Passage provided -
— BEGIN —
As mentioned in this post from a few years back, I fantasized about leaving the “big city” and moving to the country.  Well, we’re finally moving – not to the country, but to a smaller city with a population 90% less than our current home, and countryside all around to explore.

Escape to the countryside

Not only is the city smaller, our home will be much smaller – from over 3,000 square feet to almost one-third of the size at 1,060 square feet.

Related: Whatever you do, don’t retire alone

After looking at literally dozens of different types of properties in our price range and weighing the pros and cons of each one, we finally settled on an apartment we liked.

We were heading over for a second viewing.  Another unit in the building just listed that same day and we decided to take a look while we were there.  It was love at first sight!  We immediately put in an offer that was accepted and we flew home to pack.

Now, we won’t be in the country, we won’t have a yard, and we need to do some major downsizing of our belongings.  But, this shows how serendipity works if you are not too fixed in your ideas.
— END —
Provided records -
— BEGIN —
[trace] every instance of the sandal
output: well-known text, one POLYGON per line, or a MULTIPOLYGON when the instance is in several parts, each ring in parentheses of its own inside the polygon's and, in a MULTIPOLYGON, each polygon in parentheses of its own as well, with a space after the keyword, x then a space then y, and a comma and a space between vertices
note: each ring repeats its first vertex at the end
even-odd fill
— END —
— BEGIN —
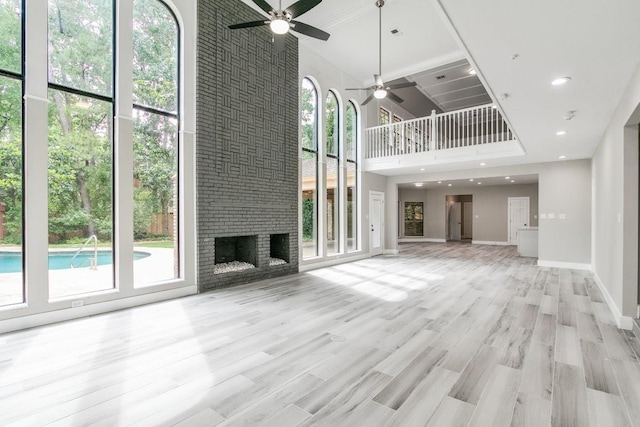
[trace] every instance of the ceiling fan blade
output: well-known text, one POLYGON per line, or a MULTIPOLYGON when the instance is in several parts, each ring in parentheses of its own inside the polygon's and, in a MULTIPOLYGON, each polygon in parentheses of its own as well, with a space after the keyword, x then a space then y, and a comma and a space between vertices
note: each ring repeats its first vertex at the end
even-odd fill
— END —
Directions -
• 1. Reproduce the downsizing post word for word, starting with "Related: Whatever you" and going on through "apartment we liked.".
• 2. How many lines of the entries contain the string "every", matching case? Reply with the number alone.

Exercise solutions -
• 1.
Related: Whatever you do, don’t retire alone

After looking at literally dozens of different types of properties in our price range and weighing the pros and cons of each one, we finally settled on an apartment we liked.

• 2. 2